About this task - Take the line containing "ok so i need to find the overcast" and every line after it in the data below, and print them exactly as given, with nothing else.

┄┄┄┄┄┄┄┄┄┄

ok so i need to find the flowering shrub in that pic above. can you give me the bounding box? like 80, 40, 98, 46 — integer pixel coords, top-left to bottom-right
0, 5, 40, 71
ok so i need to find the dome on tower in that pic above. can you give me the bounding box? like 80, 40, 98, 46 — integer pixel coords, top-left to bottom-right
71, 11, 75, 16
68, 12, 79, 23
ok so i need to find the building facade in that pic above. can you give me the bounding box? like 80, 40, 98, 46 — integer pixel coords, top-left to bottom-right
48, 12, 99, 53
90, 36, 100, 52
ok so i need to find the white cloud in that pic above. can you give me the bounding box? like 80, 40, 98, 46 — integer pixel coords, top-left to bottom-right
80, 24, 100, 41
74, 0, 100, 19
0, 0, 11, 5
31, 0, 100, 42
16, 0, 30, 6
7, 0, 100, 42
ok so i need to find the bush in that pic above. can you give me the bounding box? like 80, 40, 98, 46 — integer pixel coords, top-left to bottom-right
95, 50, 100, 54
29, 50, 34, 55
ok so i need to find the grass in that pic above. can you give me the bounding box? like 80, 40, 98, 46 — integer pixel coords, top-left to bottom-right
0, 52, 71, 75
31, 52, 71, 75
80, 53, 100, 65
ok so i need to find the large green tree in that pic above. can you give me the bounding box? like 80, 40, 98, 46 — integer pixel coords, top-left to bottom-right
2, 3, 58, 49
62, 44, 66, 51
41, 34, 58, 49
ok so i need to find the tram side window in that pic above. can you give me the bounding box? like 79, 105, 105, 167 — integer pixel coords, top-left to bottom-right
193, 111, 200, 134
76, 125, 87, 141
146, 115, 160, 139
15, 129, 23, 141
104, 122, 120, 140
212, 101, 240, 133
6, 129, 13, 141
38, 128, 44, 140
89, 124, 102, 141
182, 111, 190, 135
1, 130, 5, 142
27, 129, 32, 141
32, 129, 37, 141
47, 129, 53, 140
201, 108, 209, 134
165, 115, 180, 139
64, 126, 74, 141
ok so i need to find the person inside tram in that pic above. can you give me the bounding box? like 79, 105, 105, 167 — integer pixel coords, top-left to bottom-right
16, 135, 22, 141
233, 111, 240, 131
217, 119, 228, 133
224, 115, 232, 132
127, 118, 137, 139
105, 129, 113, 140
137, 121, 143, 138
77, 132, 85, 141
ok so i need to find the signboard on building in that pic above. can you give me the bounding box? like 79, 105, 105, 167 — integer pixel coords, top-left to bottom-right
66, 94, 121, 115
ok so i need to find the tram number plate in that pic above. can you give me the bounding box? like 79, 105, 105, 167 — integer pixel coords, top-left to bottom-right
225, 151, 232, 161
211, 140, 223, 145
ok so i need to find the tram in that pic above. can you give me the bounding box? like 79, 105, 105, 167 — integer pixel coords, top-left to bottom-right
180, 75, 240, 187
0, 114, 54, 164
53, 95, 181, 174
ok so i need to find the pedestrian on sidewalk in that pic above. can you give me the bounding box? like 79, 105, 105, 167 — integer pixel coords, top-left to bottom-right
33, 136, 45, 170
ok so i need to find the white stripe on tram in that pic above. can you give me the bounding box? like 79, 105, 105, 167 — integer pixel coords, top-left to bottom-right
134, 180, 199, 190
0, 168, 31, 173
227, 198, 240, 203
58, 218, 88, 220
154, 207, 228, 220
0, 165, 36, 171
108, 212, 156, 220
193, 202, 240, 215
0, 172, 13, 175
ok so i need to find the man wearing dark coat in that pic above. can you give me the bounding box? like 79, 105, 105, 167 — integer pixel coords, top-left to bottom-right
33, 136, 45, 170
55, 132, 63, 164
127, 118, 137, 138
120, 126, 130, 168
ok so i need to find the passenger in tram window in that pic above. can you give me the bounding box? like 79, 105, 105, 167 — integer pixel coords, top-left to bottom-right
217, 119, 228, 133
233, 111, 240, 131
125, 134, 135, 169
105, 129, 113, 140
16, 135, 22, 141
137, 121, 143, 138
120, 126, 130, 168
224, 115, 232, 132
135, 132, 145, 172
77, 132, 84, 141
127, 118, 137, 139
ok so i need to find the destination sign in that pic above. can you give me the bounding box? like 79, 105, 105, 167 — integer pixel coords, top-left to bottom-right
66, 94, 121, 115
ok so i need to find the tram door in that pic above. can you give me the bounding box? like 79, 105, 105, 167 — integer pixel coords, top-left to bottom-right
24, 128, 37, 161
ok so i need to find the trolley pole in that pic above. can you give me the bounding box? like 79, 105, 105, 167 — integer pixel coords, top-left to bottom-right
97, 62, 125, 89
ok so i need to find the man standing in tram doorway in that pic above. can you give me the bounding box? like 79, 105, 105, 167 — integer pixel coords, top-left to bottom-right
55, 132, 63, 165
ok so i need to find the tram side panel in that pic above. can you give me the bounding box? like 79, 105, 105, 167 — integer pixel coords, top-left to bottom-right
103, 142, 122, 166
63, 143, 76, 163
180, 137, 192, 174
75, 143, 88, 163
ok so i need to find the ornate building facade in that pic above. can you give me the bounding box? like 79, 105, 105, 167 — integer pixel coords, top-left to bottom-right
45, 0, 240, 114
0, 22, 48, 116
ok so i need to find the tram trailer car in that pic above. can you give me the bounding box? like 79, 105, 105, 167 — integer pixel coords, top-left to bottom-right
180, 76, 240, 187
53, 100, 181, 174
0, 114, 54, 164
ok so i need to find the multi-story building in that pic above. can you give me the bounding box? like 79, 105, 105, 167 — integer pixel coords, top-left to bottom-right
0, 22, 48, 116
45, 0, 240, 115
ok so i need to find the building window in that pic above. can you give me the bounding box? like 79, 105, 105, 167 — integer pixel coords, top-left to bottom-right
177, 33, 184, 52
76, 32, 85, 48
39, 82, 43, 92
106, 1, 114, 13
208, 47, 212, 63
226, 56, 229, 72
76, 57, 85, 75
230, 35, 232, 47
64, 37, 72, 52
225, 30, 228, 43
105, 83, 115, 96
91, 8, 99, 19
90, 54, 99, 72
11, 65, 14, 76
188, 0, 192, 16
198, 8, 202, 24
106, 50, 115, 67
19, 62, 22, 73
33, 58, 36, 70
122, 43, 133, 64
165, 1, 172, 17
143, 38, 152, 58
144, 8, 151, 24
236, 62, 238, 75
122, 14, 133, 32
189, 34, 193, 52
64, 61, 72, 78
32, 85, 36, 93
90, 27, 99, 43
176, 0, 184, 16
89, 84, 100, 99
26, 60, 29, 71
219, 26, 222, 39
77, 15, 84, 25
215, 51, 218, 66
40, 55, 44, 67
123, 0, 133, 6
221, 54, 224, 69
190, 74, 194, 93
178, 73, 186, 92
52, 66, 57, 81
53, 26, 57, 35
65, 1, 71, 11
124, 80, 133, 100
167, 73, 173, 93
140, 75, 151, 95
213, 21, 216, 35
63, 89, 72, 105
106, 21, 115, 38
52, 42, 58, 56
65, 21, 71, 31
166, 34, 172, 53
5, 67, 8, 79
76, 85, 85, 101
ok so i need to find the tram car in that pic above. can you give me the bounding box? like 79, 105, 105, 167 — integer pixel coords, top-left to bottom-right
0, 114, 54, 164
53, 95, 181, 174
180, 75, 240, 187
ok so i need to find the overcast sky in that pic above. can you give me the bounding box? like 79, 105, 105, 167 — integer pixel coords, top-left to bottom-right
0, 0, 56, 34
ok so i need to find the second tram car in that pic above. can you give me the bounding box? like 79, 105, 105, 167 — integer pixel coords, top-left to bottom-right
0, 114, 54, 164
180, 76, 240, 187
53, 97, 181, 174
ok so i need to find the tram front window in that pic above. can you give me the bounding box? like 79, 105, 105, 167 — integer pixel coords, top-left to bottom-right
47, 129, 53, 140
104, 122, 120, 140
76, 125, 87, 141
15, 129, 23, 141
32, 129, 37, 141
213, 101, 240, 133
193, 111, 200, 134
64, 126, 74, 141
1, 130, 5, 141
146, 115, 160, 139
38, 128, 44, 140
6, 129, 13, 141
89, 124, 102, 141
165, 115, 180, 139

┄┄┄┄┄┄┄┄┄┄

Task solution -
ok so i need to find the overcast sky in that pic above. can you give me the bounding box? like 79, 105, 105, 167 — integer pixel coords, top-left to bottom-right
0, 0, 56, 34
ok so i need to find the second tram car in that pic above. can you give me the bounding box? like 79, 105, 105, 167 — integer pixel coords, top-left to bottom-right
0, 114, 54, 164
180, 76, 240, 187
53, 97, 181, 174
ok so i need to find the tram front window in that pic above. can you give me the bounding box? like 79, 105, 105, 167 — integer pixel coords, top-left to bottom-right
47, 129, 53, 140
104, 122, 120, 140
76, 125, 87, 141
15, 129, 23, 141
32, 129, 37, 141
213, 101, 240, 133
193, 111, 200, 134
64, 126, 74, 141
1, 130, 5, 141
146, 115, 160, 139
38, 128, 44, 140
6, 129, 13, 141
89, 124, 102, 141
165, 115, 180, 139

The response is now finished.